#### Available records

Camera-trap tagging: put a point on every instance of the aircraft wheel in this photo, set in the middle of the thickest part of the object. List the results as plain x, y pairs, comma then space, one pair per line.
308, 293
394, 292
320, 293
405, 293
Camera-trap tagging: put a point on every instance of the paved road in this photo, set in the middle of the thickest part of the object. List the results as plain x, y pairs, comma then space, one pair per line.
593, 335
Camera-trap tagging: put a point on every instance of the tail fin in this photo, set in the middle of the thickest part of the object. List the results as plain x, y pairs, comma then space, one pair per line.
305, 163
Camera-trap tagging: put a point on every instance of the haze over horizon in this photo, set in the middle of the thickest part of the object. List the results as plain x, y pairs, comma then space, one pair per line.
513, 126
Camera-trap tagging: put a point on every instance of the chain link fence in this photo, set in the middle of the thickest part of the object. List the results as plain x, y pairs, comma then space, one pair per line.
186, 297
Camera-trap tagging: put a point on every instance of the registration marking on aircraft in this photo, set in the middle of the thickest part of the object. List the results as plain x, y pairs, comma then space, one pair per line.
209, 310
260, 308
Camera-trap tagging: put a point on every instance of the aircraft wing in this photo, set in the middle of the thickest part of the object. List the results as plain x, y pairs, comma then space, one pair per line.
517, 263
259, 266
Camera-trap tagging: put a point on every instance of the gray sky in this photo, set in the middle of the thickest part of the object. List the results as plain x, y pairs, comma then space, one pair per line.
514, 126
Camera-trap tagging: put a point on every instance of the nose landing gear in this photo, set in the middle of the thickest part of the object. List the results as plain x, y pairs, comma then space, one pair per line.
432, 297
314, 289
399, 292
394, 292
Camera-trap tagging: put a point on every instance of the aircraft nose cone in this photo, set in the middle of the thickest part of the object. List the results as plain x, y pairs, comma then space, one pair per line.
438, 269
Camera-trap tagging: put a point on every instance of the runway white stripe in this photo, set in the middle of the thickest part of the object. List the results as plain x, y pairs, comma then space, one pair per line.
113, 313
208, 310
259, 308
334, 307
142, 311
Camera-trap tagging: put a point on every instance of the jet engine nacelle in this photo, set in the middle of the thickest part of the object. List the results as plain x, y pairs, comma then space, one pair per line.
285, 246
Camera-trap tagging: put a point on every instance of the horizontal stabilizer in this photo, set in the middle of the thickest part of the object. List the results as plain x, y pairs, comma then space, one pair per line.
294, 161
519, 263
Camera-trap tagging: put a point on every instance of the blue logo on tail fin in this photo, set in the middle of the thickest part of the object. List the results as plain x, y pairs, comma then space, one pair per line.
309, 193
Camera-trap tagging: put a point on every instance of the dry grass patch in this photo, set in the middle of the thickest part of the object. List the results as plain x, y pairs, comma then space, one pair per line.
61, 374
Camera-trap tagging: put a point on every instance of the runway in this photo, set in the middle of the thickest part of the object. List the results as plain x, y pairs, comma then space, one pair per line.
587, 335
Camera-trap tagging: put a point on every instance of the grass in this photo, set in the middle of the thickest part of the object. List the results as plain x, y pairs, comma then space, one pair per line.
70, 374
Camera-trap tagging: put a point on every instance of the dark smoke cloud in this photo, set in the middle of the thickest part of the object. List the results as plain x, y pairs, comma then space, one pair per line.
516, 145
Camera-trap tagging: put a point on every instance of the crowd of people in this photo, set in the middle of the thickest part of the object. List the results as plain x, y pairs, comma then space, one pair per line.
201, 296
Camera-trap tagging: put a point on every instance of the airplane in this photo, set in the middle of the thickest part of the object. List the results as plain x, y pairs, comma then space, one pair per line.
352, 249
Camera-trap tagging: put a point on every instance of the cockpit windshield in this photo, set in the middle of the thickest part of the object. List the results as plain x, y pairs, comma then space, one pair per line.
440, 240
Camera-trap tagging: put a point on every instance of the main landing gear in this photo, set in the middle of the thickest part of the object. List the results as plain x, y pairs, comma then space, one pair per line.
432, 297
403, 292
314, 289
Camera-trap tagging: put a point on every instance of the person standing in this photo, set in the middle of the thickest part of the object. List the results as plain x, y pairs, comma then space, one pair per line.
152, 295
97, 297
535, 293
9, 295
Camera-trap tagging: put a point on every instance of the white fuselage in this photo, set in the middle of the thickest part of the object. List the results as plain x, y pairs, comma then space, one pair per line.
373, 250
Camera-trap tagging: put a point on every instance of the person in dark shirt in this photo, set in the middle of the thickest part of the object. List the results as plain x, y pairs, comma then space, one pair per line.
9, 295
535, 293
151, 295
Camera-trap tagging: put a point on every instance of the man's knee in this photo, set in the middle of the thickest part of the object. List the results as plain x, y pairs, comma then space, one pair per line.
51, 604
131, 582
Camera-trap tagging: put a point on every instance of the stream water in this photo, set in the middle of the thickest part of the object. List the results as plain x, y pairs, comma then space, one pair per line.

#### Requirement
Extract the complete set of records unchanged.

#### Output for this task
Camera-trap tagging: put a point on every instance of the aircraft wheel in this photo, set in the middle of the thickest part of the object. List the results as plain x, y pairs, comma then space, one pair per line.
308, 293
394, 292
320, 293
405, 293
Camera-trap tagging: put a point on every instance of the paved road in this photo, set in the middle of the thickest part of the object. List the results as plain x, y pairs, comma then space, one pair per line.
593, 335
Camera-trap tagging: put a point on every instance of the tail fin in this photo, set in the middle of the thickest part of the object. List the results as plain x, y pairs, comma then space, one pair per line.
305, 163
Camera-trap tagging: put a point on every instance of the haze over horizon in this photo, set in the middle of the thickest part of the object. List the results as plain x, y pairs, comma then space, one pair per line.
513, 126
Camera-trap tagging: put a point on every instance of the chain link fence in this photo, set in the middle of the thickest part of the object. List the results as plain x, y pairs, comma then space, one pair per line.
186, 297
Camera-trap tagging: put a point on every instance of the registration marking on aircraft in this photo, set in the middle of the thickest part of the object. List the results as plain x, y pairs, comma then space, one pair per line.
209, 310
260, 308
Camera-trap tagging: put a point on every instance of the aircraft wing in this photo, set in the middle of the thickest part of the object. List the results as plain x, y pairs, comma then space, one pair per line.
517, 263
259, 266
Camera-trap tagging: put a point on every instance of the gray sky in this photo, set in the middle of the thickest part of the object. List the results as plain x, y pairs, comma then space, one pair per line.
514, 126
Camera-trap tagging: put a point on every instance of the nose landing gear in this photo, set in the middle of the thickest part of the object. List the results as plain x, y pairs, comma then space, one pair per line.
432, 297
314, 289
399, 292
394, 292
Camera-trap tagging: put a point on every instance of the aircraft nose cone in this photo, set in the middle of the thickest part of the object. List the results as plain x, y pairs, comma then space, one pair per line.
438, 269
Camera-trap tagging: put a point on every instance of the runway white stripe in this photo, set in the middle of the thickest part of the object. List the results as plain x, y pairs, comma then space, one pair per line.
113, 313
208, 310
259, 308
334, 307
142, 311
Camera-trap tagging: put a point on every instance of the jet engine nacelle in this photo, set in the middle of the thickest part of the object. List the results as plain x, y pairs, comma then space, one pair per line.
285, 246
Camera-trap tagging: put a point on every instance of the horizontal stabilizer in this photo, set in the middle of the thickest part of the object. List the results as plain x, y pairs, comma then space, one pair per line.
294, 161
519, 263
Camera-trap tagging: put a point on every instance of the blue logo on tail fin in this photo, set in the middle of the thickest part of the object. List the results as plain x, y pairs, comma then space, one pair per line.
309, 193
Camera-trap tagging: put a point on every instance of the dry grass patch in this photo, set in the middle of the thickest part of the object. List the results as plain x, y pairs, comma then space, one pair per line.
61, 374
Camera-trap tagging: put a point on every instance of the runway in this photo, set in the middle of the thickest part of the object. List the results as plain x, y pairs, comma then space, one pair per line.
587, 335
Camera-trap tagging: put a point on every instance of the grass in this photo, set in the middle of the thickest part of the object. List the results as plain x, y pairs, comma then space, one pair per line.
70, 374
Camera-trap tagging: put a point on every instance of the dark smoke cloud in this photo, set in the middle of the thickest part of the object. List the results as plain x, y pairs, comma then space, one pair per line.
516, 145
Camera-trap tagging: put a point on every instance of the crowd of people in this photo, set in the middle of the thickest part of the object. List the results as plain x, y pairs, comma then space, one pair per line.
201, 296
Camera-trap tagging: put a point on every instance of the airplane in this photo, set in the middle of the thickest part of the object. List the results as plain x, y pairs, comma then space, one pair per line.
352, 249
Camera-trap tagging: put a point on every instance of the cockpit windshield in this photo, set in the middle of the thickest part of the object. List the results as plain x, y pairs, comma then space, one pair per line.
440, 240
Camera-trap tagging: put a point on every instance of the main landing gear in this photo, set in the middle of the thickest part of the object. List the results as plain x, y pairs, comma then space, one pair per line.
432, 297
403, 292
314, 289
Camera-trap tagging: put a point on every instance of the person standing in this photo, set in the middle of the thickest part of the object. List the results as plain x, y pairs, comma then space, one pair per line.
152, 295
97, 297
535, 293
9, 295
Camera-trap tagging: put a point on every instance of the white fuselage in this photo, set in the middle of the thickest part of the object. List the results as plain x, y pairs, comma then space, one pair per line.
373, 250
Camera-trap tagging: put a point on every instance of the person in dark shirt in this photo, set in the middle of the thickest part of the object. List the results as plain x, y pairs, comma then space, one pair per line.
9, 295
535, 293
151, 295
Camera-trap tagging: put a point on every instance of the man's knee in this photo, set in the middle of the thickest part of the object. List the results as plain x, y pairs, comma then space, one pair per line.
51, 604
131, 582
Camera-trap tagging: put a point on every instance of the stream water in this photo, set in the middle of the thickest part of the object. List the results as plain x, y pairs, comma then space, one pair per line.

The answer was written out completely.